* Written task *
Can you render every line of the items below as a numbered list, with blank lines left out?

* Records supplied *
___

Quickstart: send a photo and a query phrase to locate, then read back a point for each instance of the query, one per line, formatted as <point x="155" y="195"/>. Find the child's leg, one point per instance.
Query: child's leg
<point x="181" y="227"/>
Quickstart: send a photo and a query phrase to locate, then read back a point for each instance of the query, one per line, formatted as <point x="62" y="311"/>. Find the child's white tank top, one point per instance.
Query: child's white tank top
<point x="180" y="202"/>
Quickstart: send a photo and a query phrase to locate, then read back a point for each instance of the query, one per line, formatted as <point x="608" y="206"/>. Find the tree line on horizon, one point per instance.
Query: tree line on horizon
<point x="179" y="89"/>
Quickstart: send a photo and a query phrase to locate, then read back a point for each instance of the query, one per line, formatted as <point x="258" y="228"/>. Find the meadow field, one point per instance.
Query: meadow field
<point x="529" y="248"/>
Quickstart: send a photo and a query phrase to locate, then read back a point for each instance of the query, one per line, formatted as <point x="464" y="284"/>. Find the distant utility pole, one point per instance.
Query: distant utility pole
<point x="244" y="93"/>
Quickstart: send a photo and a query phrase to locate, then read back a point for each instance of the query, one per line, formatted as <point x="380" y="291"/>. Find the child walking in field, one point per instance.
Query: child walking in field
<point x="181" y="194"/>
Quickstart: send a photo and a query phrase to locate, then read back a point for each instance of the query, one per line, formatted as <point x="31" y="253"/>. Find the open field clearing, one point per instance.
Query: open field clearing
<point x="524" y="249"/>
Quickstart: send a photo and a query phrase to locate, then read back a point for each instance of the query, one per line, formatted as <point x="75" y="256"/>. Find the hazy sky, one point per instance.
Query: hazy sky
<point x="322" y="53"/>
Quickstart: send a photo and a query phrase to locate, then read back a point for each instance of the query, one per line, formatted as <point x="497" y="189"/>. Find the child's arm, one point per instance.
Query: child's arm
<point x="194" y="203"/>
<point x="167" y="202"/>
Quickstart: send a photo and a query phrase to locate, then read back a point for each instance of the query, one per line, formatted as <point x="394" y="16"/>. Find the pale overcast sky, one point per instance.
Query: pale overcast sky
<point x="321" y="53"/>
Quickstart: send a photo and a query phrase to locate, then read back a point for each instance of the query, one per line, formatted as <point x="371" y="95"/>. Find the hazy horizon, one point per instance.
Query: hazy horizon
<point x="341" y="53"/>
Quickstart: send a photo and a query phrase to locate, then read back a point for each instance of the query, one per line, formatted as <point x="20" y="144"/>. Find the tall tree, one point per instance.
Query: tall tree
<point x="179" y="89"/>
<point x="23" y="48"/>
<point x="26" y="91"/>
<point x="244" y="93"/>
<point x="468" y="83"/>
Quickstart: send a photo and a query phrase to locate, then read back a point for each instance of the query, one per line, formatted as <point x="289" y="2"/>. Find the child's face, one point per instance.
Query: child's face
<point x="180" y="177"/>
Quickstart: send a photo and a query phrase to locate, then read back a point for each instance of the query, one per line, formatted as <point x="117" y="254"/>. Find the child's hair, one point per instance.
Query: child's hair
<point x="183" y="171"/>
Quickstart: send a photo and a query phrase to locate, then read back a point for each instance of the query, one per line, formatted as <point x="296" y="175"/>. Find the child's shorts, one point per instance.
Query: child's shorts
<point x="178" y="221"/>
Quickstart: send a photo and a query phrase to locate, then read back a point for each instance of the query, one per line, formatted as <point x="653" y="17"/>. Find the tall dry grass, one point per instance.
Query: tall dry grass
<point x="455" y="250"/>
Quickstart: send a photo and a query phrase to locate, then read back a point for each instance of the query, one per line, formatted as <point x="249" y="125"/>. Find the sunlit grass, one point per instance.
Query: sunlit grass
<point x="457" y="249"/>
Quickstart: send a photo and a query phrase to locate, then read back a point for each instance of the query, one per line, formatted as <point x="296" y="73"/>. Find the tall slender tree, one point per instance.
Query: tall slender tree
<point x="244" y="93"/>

___

* Task answer *
1. Quickstart: send a photo and a query phrase to locate, then read back a point for each instance of the query, one per line, formatted as <point x="155" y="195"/>. Find the child's leg, one point per instance.
2. Query: child's leg
3. <point x="181" y="227"/>
4. Quickstart: send a photo and a query phrase to locate, then read back a point for each instance of the query, one per line, formatted as <point x="62" y="311"/>. Find the child's white tank top, one point per instance.
5. Query: child's white tank top
6. <point x="180" y="202"/>
7. Quickstart: send a photo and a query phrase to locate, then read back a point for each instance of the query, one per line, formatted as <point x="608" y="206"/>. Find the tree line on horizon, one point per instance.
8. Query: tree line on horizon
9. <point x="179" y="89"/>
10. Quickstart: send a photo and a query phrase to locate, then read back a point for each instance of the query, one per line, formatted as <point x="258" y="228"/>. Find the meadow field, one point per instance.
11. Query: meadow field
12. <point x="529" y="248"/>
13. Quickstart: send a photo and a query phrase to locate, then read back a point for each instance of the query, one per line, formatted as <point x="464" y="284"/>. Find the distant utility pole, one point per instance.
14. Query: distant utility pole
15. <point x="244" y="93"/>
16. Quickstart: send a photo and a query phrase to locate, then read back a point for each instance of the query, one per line, formatted as <point x="380" y="291"/>. Find the child walking in field, one point per instance.
17. Query: child walking in field
18. <point x="181" y="194"/>
19. Quickstart: send a photo and a query phrase to locate, then read back a point for each instance of the query, one per line, formatted as <point x="31" y="253"/>. Find the open field clearing, one point per instance.
20. Query: open field clearing
21. <point x="524" y="249"/>
22. Quickstart: send a photo and a query phrase to locate, then read back a point for each instance of the query, one per line, formatted as <point x="75" y="256"/>. Find the hazy sky, one point per instance.
23. Query: hazy sky
24. <point x="322" y="53"/>
25. Quickstart: send a photo and a query phrase to locate, then read back a point for each instance of the query, one per line, formatted as <point x="497" y="189"/>. Find the child's arm, one point per instance.
26. Query: child's arm
27. <point x="194" y="203"/>
28. <point x="167" y="202"/>
29. Quickstart: send a photo and a query phrase to locate, then read back a point for each instance of the query, one per line, formatted as <point x="394" y="16"/>. Find the pale overcast sky, one point per instance.
30. Query: pale overcast sky
31. <point x="321" y="53"/>
32. Quickstart: send a photo and a query phrase to locate, then read back a point for each instance of the query, one per line, formatted as <point x="371" y="95"/>. Find the hazy horizon, one point per instance.
33. Query: hazy horizon
34. <point x="341" y="53"/>
35. Quickstart: send a photo and a query phrase to locate, then read back a point for each instance of the query, one per line, formatted as <point x="20" y="144"/>. Find the tall tree, one point per instance.
36. Query: tall tree
37. <point x="179" y="89"/>
38. <point x="23" y="48"/>
39. <point x="26" y="91"/>
40. <point x="244" y="93"/>
41. <point x="468" y="83"/>
42. Quickstart: send a photo and a query phrase to locate, then read back a point for each instance of the query, one per line, formatted as <point x="289" y="2"/>. Find the child's face, one point per instance.
43. Query: child's face
44. <point x="180" y="177"/>
45. Quickstart: send a photo and a query phrase to locate, then read back a point for each instance of the query, one per line, formatted as <point x="117" y="254"/>. Find the child's hair, one point per instance.
46. Query: child's hair
47. <point x="183" y="171"/>
48. Quickstart: send a photo and a query phrase to locate, then read back a point for each instance of the query, one per line, formatted as <point x="296" y="175"/>. Find the child's shorts, one point per instance.
49. Query: child's shorts
50. <point x="178" y="221"/>
51. Quickstart: send a photo and a query phrase to locate, then read back a point for each instance of the query, one per line, formatted as <point x="653" y="17"/>. Find the tall dry grass, one point per instance.
52. Query: tall dry grass
53. <point x="455" y="250"/>
54. Quickstart: send a photo and a query phrase to locate, then read back a point for each instance of the query, one per line, formatted as <point x="249" y="125"/>. Find the sunlit grass, one point per instance.
55. Query: sunlit grass
56. <point x="457" y="249"/>
57. Quickstart: send a photo and a query phrase to locate, then read back a point for each instance of the query, one per line, formatted as <point x="296" y="73"/>. Find the tall slender tree, one point per instance.
58. Query: tall slender tree
59. <point x="244" y="93"/>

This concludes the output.